### Exercise brief
Could you output only the lines from the one containing "the dark conference" through the last line of the data, both included?

(Saved entries)
● ● ● ● ●
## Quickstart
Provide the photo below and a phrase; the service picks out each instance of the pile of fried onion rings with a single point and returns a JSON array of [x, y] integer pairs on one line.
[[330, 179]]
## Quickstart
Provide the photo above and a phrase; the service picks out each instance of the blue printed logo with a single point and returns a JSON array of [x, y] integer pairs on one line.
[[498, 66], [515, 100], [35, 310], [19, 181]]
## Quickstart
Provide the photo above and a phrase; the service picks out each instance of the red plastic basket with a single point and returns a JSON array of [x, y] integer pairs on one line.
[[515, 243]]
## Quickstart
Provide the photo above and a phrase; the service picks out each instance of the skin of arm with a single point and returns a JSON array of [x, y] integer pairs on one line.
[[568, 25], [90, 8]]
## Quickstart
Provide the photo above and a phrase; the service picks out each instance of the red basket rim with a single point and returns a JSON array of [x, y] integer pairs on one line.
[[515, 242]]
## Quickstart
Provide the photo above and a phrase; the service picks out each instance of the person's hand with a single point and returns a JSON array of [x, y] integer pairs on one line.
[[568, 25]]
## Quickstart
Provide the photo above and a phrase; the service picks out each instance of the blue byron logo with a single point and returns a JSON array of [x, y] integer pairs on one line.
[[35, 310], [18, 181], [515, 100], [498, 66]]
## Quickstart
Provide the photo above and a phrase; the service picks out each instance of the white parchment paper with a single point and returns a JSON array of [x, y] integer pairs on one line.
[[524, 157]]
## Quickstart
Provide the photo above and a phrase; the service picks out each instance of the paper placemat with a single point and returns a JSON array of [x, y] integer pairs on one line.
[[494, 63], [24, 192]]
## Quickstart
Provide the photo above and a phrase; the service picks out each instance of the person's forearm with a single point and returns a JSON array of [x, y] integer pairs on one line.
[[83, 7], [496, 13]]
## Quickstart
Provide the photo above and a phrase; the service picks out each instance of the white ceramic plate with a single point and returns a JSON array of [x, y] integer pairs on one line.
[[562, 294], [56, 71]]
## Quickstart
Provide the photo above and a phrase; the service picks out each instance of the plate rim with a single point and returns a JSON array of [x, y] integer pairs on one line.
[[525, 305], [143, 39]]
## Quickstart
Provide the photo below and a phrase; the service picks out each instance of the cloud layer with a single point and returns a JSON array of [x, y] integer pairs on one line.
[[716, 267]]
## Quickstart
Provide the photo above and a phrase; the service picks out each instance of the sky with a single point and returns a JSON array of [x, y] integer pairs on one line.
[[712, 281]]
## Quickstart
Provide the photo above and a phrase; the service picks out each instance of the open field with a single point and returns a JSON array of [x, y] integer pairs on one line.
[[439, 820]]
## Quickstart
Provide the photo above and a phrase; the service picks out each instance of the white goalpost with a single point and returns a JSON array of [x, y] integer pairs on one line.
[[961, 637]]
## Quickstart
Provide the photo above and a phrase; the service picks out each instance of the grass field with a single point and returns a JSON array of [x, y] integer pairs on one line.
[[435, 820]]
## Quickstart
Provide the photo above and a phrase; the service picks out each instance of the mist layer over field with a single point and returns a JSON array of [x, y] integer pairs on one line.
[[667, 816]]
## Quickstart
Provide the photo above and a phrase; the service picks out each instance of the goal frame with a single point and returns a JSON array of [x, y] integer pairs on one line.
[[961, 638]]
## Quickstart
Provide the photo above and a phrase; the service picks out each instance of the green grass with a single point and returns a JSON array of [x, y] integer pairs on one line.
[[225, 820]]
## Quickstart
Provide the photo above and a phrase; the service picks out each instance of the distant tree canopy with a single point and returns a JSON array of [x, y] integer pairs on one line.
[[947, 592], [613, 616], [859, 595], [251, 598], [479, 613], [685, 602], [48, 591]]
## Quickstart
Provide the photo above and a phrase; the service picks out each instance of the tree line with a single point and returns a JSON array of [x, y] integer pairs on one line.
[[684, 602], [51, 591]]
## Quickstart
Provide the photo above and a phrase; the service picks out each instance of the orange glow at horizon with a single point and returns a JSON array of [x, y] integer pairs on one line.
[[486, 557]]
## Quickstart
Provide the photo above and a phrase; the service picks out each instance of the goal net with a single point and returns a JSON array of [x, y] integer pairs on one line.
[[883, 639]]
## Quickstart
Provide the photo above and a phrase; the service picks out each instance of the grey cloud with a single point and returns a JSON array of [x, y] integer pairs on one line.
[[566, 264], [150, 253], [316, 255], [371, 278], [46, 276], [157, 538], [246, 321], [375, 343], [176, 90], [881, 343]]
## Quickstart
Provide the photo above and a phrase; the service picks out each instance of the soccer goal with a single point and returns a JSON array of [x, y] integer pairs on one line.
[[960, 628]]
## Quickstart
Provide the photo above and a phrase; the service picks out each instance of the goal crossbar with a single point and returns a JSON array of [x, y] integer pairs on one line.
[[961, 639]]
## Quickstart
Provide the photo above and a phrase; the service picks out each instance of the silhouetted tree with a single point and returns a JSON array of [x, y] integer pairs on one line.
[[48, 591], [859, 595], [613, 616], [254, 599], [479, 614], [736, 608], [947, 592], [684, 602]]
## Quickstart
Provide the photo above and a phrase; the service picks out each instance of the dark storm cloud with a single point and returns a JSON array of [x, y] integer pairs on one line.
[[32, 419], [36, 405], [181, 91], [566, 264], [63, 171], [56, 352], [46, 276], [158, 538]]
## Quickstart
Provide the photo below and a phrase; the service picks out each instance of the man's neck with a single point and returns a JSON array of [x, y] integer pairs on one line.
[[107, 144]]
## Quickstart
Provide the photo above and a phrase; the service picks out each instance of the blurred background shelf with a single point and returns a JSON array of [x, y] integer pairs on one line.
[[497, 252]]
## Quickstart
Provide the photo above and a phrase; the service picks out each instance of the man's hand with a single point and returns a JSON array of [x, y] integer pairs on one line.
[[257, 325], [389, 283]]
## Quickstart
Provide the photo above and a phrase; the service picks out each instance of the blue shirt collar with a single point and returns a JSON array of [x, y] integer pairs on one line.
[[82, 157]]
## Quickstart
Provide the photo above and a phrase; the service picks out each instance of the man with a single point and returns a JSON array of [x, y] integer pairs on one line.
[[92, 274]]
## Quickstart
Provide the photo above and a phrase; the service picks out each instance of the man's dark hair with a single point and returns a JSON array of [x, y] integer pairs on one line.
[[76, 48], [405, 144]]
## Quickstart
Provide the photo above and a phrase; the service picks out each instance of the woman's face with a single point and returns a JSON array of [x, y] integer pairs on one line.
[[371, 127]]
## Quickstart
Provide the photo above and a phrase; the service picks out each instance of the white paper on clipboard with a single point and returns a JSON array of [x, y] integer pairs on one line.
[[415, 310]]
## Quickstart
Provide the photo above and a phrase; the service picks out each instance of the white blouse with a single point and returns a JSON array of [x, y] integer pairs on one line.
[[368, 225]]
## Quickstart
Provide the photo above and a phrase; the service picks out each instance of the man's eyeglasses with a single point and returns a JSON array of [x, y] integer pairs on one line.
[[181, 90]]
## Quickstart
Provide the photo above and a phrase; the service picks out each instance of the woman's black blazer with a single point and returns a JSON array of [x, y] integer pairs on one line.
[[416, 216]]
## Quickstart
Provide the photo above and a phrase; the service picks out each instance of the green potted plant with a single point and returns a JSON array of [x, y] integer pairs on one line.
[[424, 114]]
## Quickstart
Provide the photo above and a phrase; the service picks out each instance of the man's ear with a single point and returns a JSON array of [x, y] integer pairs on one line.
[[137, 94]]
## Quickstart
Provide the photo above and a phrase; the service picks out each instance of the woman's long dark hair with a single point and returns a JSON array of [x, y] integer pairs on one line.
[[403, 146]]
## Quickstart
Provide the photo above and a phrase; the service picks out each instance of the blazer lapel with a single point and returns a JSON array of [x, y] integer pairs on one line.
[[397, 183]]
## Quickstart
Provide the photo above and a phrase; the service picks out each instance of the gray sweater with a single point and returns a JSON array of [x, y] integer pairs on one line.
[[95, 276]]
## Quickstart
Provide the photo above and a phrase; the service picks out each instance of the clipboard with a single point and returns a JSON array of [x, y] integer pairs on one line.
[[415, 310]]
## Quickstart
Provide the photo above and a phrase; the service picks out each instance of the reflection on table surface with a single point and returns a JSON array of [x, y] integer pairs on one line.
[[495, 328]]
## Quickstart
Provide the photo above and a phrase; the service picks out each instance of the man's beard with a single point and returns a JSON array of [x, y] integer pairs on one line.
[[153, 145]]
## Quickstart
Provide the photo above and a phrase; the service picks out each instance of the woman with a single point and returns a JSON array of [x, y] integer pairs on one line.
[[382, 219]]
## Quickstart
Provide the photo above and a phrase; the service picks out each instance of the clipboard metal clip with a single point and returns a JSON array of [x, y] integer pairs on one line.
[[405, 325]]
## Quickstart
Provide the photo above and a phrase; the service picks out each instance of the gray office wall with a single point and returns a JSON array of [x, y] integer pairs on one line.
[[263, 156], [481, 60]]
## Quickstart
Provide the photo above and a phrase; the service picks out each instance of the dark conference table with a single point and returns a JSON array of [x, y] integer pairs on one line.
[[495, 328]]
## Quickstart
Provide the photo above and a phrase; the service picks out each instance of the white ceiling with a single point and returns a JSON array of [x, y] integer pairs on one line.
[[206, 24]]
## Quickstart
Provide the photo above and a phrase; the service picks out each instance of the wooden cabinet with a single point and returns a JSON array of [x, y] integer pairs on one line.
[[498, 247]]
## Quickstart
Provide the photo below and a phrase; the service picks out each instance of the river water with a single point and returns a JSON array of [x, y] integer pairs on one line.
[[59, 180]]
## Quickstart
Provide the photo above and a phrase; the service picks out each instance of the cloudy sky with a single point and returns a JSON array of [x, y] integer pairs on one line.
● ● ● ● ●
### Task response
Provide the photo above and a phrase; the service picks out each instance of the dark conference table with a single point and returns a JSON array of [x, y] integer pairs on one line.
[[495, 328]]
## Quickstart
Provide the photo above and a phrase; the service picks out each instance of the white ceiling with a single point and returns a JSON array of [x, y] integer pairs on one line.
[[206, 24]]
## Quickstart
Provide the photo above and a phrase; the service picks out each instance of the wooden cabinet with a single point and returns a JSON array of [x, y] integer pairs on one line.
[[498, 247]]
## Quickstart
Provide the photo below and a phrase; the service picks out each instance of the river water with a single point and returns a JSON array of [x, y] integer pairs on one line.
[[59, 180]]
## Quickstart
Provide the photo above and a phrase; the service picks out each instance of the cloudy sky with a single point and returns a JSON array of [x, y] integer pairs on one line.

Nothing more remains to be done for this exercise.